Document ->
In the NVIDIA A100 GPU, NVIDIA increased cache & global memory size, introduced new instruction types, enabled new asynchronous data copy capabilities, and more. More complete information is available in our Knowledge Center article which summarizes the features of the Ampere GPU architecture. However, it could be argued that the biggest architecture change is the introduction of MIG.

Multi-Instance GPU (MIG)

For years, virtualization has allowed CPUs to be virtually broken into chunks and shared between a wide group of users and/or applications. One physical CPU device might be simultaneously running jobs for a dozen different users. The flexibility and security offered by virtualization has spawned billion dollar businesses and whole new industries.

NVIDIA GPUs have supported multiple users and virtualization for a couple of generations, but NVIDIA A100 GPUs with MIG are the first to support physical separation of those tasks. In essence, one GPU can now be sliced into up to seven distinct hardware instances. Each instance then runs its own completely independent applications with no interruption or “noise” from other applications running on the GPU:

Diagram of NVIDIA Multi-Instance GPU demonstrating seven separate user instances on one GPU
NVIDIA Multi-Instance GPU supports seven separate user instances on one GPU

The MIG capabilities are significant enough that we won’t attempt to address them all here. Instead, we’ll highlight the most important aspects of MIG. Readers needing complete implementation details are encouraged to reference NVIDIA’s MIG documentation.

Information shown ->
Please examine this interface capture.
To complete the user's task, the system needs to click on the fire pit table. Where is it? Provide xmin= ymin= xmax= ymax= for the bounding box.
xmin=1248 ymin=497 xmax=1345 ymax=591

Exercise brief ->
According to the A100 passage, into how many distinct hardware instances can one GPU be sliced with MIG? The listing has no connection to the A100 passage.

Solution for this task ->
Up to seven.